● Short exercise: Reproduce the material verbatim, beginning at the line that contains "Where can you find the van antenna" and continuing through the final line of the material.

● Input:
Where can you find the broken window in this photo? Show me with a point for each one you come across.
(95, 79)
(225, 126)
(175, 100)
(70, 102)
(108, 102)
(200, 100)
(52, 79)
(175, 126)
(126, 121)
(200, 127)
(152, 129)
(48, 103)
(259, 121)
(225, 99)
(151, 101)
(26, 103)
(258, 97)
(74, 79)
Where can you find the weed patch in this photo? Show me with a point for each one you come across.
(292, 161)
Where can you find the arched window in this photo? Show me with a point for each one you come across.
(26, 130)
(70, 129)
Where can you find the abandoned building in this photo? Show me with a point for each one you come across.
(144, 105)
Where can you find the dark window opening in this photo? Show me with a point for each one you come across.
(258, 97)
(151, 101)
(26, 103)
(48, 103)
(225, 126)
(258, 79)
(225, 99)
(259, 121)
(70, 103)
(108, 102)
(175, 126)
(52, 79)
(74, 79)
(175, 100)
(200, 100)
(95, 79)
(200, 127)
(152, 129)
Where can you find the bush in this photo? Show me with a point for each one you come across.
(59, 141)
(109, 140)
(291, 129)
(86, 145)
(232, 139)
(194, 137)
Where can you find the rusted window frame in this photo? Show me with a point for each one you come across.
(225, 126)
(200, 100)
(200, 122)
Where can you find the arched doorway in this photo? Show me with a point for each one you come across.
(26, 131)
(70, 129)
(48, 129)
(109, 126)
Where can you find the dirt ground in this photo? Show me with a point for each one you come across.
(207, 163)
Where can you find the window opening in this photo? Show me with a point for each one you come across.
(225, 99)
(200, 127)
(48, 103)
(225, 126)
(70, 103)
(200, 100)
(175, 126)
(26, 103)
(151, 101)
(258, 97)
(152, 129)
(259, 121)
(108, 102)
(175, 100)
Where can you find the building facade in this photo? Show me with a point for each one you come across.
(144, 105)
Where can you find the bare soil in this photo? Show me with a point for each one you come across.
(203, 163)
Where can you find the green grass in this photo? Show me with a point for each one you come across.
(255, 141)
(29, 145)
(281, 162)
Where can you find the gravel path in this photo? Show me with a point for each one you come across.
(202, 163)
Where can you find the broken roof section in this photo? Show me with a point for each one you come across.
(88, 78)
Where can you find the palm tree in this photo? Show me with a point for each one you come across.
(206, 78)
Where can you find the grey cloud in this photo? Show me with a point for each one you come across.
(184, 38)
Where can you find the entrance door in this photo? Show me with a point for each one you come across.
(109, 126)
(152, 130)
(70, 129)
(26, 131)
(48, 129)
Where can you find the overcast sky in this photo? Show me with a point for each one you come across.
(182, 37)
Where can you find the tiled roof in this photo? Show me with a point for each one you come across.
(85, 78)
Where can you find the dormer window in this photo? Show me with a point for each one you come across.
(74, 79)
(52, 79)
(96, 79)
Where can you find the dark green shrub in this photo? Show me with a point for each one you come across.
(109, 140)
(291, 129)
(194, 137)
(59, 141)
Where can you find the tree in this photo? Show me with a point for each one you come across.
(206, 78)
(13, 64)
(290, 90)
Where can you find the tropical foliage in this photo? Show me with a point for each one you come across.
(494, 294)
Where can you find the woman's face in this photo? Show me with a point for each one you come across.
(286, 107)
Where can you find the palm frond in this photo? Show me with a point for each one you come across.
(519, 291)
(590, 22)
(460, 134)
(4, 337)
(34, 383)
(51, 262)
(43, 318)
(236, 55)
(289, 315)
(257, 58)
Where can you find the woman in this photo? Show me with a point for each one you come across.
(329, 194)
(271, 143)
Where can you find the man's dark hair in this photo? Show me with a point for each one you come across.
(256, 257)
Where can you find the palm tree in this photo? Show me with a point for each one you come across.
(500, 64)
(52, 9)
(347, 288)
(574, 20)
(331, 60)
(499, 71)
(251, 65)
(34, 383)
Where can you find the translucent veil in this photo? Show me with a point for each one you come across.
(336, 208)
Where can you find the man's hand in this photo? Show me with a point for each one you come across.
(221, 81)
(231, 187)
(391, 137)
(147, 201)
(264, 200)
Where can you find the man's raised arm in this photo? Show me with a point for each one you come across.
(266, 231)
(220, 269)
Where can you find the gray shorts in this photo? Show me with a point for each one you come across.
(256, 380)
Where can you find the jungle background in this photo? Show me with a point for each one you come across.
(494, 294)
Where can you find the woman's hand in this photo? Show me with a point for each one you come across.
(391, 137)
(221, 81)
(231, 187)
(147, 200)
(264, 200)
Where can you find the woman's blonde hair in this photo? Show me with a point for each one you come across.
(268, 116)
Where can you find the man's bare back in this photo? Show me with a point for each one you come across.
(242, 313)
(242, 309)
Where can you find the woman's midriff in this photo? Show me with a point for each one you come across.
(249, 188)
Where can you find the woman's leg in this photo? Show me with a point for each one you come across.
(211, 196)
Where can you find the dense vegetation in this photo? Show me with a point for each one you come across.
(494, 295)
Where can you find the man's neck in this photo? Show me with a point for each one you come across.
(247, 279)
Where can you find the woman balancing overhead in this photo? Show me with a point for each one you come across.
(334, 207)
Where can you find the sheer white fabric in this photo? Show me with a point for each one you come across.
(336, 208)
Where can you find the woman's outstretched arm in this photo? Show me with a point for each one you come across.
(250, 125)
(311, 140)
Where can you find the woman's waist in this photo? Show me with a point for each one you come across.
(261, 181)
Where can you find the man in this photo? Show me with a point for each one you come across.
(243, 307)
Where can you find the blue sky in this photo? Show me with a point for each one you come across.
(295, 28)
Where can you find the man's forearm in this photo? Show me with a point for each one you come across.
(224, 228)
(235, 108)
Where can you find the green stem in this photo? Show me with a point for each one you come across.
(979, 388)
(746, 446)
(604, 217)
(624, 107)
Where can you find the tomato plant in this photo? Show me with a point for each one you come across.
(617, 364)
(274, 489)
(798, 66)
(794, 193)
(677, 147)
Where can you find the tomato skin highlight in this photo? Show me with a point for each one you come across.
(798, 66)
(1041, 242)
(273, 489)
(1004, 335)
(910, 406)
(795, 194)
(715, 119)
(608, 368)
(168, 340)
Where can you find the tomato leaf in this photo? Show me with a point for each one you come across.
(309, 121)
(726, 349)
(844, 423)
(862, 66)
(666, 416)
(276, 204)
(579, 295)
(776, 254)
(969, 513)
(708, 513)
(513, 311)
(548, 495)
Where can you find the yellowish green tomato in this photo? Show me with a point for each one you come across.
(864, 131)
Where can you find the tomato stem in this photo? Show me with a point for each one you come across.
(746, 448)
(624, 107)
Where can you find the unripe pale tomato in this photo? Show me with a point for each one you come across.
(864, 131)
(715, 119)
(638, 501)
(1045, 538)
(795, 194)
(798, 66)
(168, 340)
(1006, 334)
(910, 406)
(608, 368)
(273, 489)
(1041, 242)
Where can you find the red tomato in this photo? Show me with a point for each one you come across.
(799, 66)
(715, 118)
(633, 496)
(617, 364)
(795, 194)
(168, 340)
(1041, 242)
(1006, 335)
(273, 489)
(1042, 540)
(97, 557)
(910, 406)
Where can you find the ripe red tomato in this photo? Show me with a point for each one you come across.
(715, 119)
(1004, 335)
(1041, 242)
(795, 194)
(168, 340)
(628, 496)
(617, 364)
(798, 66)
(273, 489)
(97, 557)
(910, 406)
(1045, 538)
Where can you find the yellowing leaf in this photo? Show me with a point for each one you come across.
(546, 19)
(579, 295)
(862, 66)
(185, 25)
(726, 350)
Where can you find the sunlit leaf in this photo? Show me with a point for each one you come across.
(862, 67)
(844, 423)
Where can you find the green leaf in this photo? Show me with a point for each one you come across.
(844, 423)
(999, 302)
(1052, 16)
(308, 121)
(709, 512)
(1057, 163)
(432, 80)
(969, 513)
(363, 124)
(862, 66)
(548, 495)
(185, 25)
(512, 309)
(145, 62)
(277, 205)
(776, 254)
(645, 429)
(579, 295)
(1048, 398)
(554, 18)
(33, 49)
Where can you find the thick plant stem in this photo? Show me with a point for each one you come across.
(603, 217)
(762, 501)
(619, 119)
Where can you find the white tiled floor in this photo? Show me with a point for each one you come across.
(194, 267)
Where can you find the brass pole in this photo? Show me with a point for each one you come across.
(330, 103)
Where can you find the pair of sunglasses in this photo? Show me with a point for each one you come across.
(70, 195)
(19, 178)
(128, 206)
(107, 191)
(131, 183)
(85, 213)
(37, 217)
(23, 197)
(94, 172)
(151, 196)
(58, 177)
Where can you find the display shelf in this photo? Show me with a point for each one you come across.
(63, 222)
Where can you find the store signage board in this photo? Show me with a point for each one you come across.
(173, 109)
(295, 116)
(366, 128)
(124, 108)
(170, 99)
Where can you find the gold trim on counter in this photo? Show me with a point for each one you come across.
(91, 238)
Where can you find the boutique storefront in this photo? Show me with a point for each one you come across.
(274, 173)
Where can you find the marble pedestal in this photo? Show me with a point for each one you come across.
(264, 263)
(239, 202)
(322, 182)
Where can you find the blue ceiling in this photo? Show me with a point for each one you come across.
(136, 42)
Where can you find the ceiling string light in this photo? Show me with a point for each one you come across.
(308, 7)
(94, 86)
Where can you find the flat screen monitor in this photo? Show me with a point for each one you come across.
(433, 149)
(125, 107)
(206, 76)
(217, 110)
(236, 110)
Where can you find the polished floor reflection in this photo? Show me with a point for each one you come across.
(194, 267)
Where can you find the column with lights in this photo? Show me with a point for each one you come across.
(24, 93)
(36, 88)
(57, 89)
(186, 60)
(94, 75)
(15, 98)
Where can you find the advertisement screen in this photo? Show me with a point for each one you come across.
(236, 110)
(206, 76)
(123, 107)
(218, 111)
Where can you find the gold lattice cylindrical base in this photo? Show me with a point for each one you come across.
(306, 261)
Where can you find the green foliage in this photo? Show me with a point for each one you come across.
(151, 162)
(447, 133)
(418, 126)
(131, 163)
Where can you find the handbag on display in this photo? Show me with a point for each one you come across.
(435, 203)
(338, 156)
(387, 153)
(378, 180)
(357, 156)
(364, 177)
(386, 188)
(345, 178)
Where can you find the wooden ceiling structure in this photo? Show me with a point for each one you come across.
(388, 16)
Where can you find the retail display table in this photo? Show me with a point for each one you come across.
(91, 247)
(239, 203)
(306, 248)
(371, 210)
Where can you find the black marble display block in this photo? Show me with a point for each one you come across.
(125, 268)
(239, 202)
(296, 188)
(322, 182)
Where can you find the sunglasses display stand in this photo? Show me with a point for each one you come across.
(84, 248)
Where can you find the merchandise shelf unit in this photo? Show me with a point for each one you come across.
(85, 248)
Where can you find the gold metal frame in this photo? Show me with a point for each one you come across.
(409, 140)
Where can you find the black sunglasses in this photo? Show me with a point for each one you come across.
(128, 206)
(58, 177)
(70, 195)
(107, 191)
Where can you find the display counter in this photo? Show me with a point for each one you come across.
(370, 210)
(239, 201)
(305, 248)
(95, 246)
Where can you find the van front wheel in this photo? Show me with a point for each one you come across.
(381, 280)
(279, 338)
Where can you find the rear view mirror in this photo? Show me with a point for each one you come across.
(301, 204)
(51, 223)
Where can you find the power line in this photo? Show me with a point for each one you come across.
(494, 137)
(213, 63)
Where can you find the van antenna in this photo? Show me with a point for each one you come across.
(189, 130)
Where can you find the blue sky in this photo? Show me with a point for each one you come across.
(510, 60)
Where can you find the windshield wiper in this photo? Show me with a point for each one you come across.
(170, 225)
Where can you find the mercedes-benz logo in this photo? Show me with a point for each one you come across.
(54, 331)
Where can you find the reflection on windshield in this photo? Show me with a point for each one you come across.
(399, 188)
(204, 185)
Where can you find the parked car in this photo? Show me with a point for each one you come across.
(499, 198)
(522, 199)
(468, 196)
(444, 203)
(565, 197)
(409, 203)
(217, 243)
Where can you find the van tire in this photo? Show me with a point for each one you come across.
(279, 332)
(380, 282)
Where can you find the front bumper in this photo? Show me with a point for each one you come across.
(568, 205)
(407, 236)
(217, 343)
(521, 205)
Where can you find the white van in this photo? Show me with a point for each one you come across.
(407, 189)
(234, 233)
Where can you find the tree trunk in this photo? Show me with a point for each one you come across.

● Result below:
Where can you find the van antenna in this photo? Show me with a point for each one you come across.
(189, 130)
Where can you find the blue sky in this photo? Show me with a point for each one you come across.
(510, 60)
Where can you find the windshield wiper in this photo? Show me with a point for each one you come across.
(170, 225)
Where can you find the mercedes-benz logo in this photo? Show me with a point for each one you come across.
(54, 331)
Where can you find the reflection on windshield in this photo? Show me with a point for each one you come across.
(399, 188)
(204, 185)
Where can you find the parked car in this photo? Show me with a point for each one you come across.
(499, 198)
(522, 199)
(468, 196)
(444, 203)
(565, 197)
(409, 203)
(217, 243)
Where can you find the van tire in this photo? Show me with a point for each one you come across.
(279, 332)
(380, 282)
Where can you find the front bumper in this photo? Show me with a point for each one you come across.
(568, 205)
(407, 236)
(217, 343)
(521, 205)
Where can you find the white van in this photo? Show me with a point for each one you come across.
(407, 189)
(234, 233)
Where can you find the tree trunk in this photo? Show me with a point for each one you come across.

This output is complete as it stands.